* _Problems to solve_
1: Copy the Vectorize vs Map post word for word, from "here is a simple" through "return S.sqrt(S.absolute(x)**2)", inclusive.
2: Give every timing result reported at the end of the Vectorize vs Map post, each with the call it belongs to.

* _Reading passage_
++++++
[SciPy-user] Vectorize vs Map

lorenzo bolla lbolla at gmail.com
Fri Mar 16 05:37:21 EDT 2007


here is a simple timing on my machine.

---------------------------------------------------

import scipy as S
from timeit import Timer

def f(x):
    return S.sqrt(S.absolute(x)**2)

x = S.array(S.rand(1000))
fv = S.vectorize(f)
fu = S.frompyfunc(f,1,1)

def test():
    #f(x)
    #fv(x)
    fu(x)

if __name__ == '__main__':
    t = Timer('test()', 'from __main__ import test')
    n = 100
    print "%.2f usec/pass" % (1e6*t.timeit(number=n)/n)

---------------------------------------------------

I get:
 229.84 usec/pass for f(x) 119410.40 usec/pass for fv(x) 114513.80 usec/pass
for fu(x)
++++++
* _Given information_
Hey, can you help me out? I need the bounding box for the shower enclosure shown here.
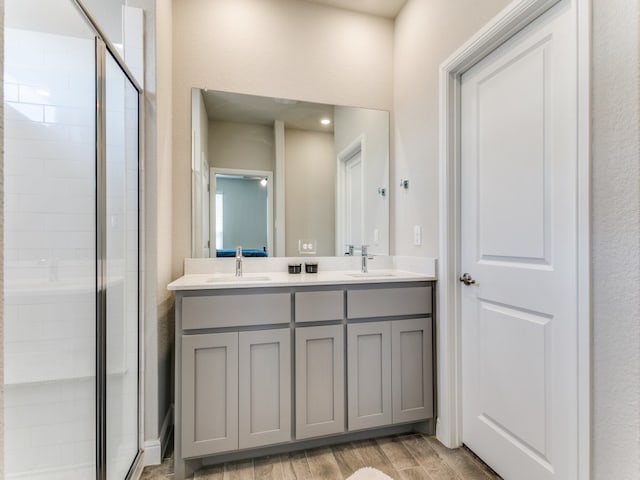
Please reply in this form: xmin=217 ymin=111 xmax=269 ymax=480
xmin=4 ymin=0 xmax=141 ymax=480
++++++
* _Exercise solutions_
1:
here is a simple timing on my machine.

---------------------------------------------------

import scipy as S
from timeit import Timer

def f(x):
    return S.sqrt(S.absolute(x)**2)

2:
229.84 usec/pass for f(x)
119410.40 usec/pass for fv(x)
114513.80 usec/pass for fu(x)